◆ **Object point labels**
-- START --

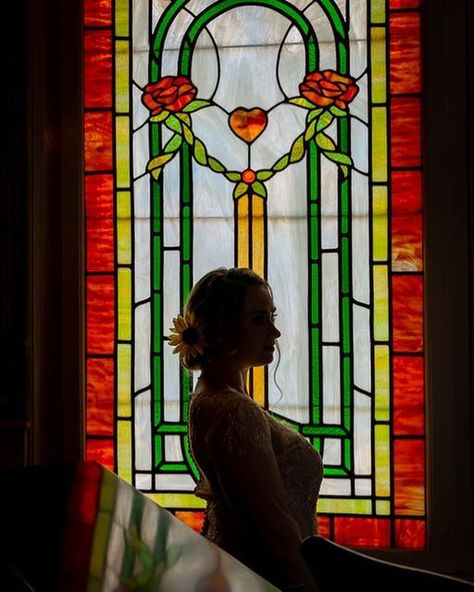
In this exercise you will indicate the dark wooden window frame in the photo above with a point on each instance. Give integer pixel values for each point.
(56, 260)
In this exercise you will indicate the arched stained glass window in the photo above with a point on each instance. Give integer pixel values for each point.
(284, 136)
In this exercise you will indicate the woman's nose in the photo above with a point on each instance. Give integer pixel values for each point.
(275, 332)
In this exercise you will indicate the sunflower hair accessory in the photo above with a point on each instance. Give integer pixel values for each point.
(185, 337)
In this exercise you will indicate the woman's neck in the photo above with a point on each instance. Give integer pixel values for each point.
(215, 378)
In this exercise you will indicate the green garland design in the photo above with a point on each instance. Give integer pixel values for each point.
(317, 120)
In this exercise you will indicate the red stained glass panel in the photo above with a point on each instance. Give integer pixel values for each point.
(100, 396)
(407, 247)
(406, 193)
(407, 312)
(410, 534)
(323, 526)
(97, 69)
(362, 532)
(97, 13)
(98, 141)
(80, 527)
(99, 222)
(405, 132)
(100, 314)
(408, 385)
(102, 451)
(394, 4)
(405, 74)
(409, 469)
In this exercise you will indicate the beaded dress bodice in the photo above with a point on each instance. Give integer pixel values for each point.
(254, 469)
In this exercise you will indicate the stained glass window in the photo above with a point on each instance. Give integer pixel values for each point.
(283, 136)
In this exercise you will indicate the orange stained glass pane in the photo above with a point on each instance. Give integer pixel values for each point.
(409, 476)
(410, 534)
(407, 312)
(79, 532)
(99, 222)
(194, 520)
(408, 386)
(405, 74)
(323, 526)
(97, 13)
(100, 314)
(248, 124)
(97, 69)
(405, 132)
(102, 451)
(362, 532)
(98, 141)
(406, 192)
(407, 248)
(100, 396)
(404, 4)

-- END --

◆ **Challenge**
Rewrite all the entries above with "integer pixel values" changed to "whole-number pixel coordinates" wherever it appears, keeping everything else the same and omitting the pictures.

◆ **In response**
In this exercise you will indicate the dark wooden window frame in the photo above with a point on each instance. Give whole-number pixel coordinates for each point.
(56, 260)
In this exercise you will indicate the arched stained glass window in the photo above with a point on each instance. Give whole-number pixel coordinates for each point.
(284, 136)
In this exercise you will indicate the woman's nose in the photo above with a point on each instance. Give whole-number pixel coordinates for each point.
(275, 332)
In this exercise you will indicate the sunflower hair accessory in the photo above with a point on each instance. Give whole-number pixel coordinates for each point.
(185, 337)
In this exercise you will indicate the woman's neck in the photo above with a point on each instance. Give whole-number pixel coordinates for each point.
(215, 378)
In this exercise you will indicate the green garland design in the photo above with a point on each instance. Give whole-number pixel coordinates for each point.
(317, 120)
In this exercise you will indicate the red stained glass panel in the photo above with a point on each instance. Give whole-number pixel coordinates for each point.
(100, 396)
(407, 247)
(406, 193)
(407, 312)
(410, 534)
(323, 526)
(97, 69)
(362, 532)
(97, 13)
(98, 141)
(80, 527)
(99, 222)
(405, 132)
(100, 314)
(408, 385)
(102, 451)
(394, 4)
(405, 74)
(409, 469)
In this exercise you will indicate the beaded dress bodice in the photo above with a point on each instance. Give whole-number pixel coordinates for each point.
(254, 469)
In this exercise you will indicate the stained glass window in the photo above with a point on each instance. Give whole-number pixel coordinates for each point.
(283, 136)
In this exercise you will indicate the orange stained glass pane in the photo above with a point on each instance. Give whole-number pixel coordinates for each point.
(409, 476)
(410, 534)
(407, 312)
(79, 532)
(99, 222)
(194, 520)
(408, 386)
(405, 74)
(323, 526)
(97, 13)
(100, 314)
(248, 124)
(97, 69)
(405, 132)
(102, 451)
(362, 532)
(98, 141)
(406, 192)
(407, 248)
(100, 396)
(404, 4)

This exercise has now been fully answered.